• [WORK TASK]
Beneath this line is the data. Output exactly the lines from the line with "Detect ponytail. Return" to the line with "Detect basketball net.", both ends included, and nothing more.

• [AVAILABLE RECORDS]
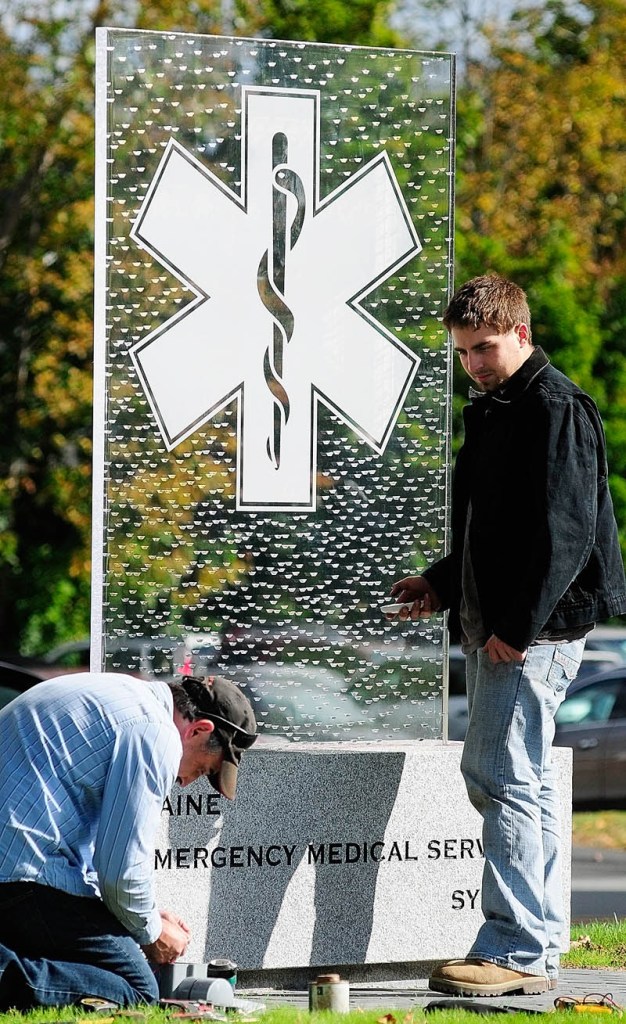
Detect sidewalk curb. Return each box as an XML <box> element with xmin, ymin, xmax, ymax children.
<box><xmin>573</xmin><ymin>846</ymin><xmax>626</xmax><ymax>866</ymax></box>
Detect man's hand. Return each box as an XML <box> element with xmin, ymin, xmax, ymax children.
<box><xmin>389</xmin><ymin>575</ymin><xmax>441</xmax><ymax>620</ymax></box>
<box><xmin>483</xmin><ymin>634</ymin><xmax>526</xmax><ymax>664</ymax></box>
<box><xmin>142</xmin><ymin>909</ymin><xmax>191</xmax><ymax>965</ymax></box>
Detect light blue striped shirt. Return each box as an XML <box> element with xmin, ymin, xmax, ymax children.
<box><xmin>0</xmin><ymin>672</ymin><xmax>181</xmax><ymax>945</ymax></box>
* * *
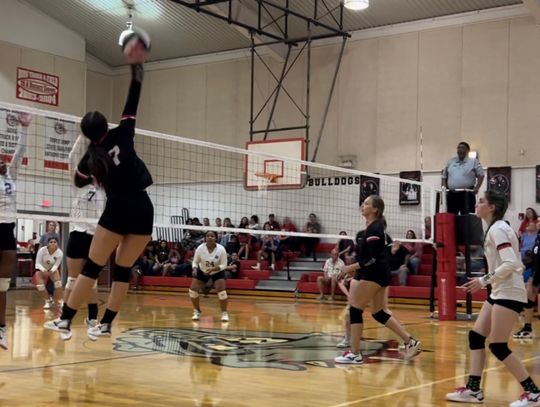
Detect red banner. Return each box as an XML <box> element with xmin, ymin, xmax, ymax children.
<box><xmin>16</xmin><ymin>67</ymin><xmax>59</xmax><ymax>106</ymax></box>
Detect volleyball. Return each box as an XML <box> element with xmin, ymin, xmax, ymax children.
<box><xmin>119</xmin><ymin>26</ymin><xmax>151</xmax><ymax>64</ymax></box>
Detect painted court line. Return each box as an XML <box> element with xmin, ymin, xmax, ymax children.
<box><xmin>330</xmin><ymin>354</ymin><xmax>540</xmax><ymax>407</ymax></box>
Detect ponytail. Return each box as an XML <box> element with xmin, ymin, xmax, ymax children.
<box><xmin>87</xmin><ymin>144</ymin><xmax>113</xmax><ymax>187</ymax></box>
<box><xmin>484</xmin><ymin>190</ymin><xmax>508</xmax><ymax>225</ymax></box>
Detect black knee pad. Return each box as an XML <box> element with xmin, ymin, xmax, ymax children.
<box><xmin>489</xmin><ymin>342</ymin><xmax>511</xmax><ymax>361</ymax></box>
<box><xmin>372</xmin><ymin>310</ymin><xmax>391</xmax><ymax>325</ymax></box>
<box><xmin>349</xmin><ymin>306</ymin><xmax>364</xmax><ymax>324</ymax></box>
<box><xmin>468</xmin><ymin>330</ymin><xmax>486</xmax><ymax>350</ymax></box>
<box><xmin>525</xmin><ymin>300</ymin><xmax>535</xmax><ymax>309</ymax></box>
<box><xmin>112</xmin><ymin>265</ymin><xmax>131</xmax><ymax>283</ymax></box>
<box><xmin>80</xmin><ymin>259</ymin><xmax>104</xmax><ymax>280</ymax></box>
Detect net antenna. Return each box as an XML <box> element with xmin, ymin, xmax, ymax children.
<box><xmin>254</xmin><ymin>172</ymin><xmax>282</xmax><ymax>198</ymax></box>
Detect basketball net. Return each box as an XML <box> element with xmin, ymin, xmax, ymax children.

• [EXPECTED OUTPUT]
Detect ponytail. Return each box as an XML <box> element with xmin, ymin, xmax, ymax children.
<box><xmin>87</xmin><ymin>144</ymin><xmax>113</xmax><ymax>187</ymax></box>
<box><xmin>484</xmin><ymin>190</ymin><xmax>508</xmax><ymax>225</ymax></box>
Detect black knee pad. Return each box as an XML <box> element with xmin, ymin, xmax, ymax children.
<box><xmin>489</xmin><ymin>342</ymin><xmax>511</xmax><ymax>361</ymax></box>
<box><xmin>372</xmin><ymin>310</ymin><xmax>391</xmax><ymax>325</ymax></box>
<box><xmin>349</xmin><ymin>306</ymin><xmax>364</xmax><ymax>324</ymax></box>
<box><xmin>468</xmin><ymin>330</ymin><xmax>486</xmax><ymax>350</ymax></box>
<box><xmin>525</xmin><ymin>300</ymin><xmax>535</xmax><ymax>309</ymax></box>
<box><xmin>112</xmin><ymin>265</ymin><xmax>131</xmax><ymax>283</ymax></box>
<box><xmin>80</xmin><ymin>259</ymin><xmax>104</xmax><ymax>280</ymax></box>
Detect net antenna. Return each box as an XML <box> element with xmin, ymin, xmax, ymax children.
<box><xmin>254</xmin><ymin>172</ymin><xmax>282</xmax><ymax>198</ymax></box>
Detect basketball net. Return each box as an XML <box> element with xmin, ymin, xmax, ymax children.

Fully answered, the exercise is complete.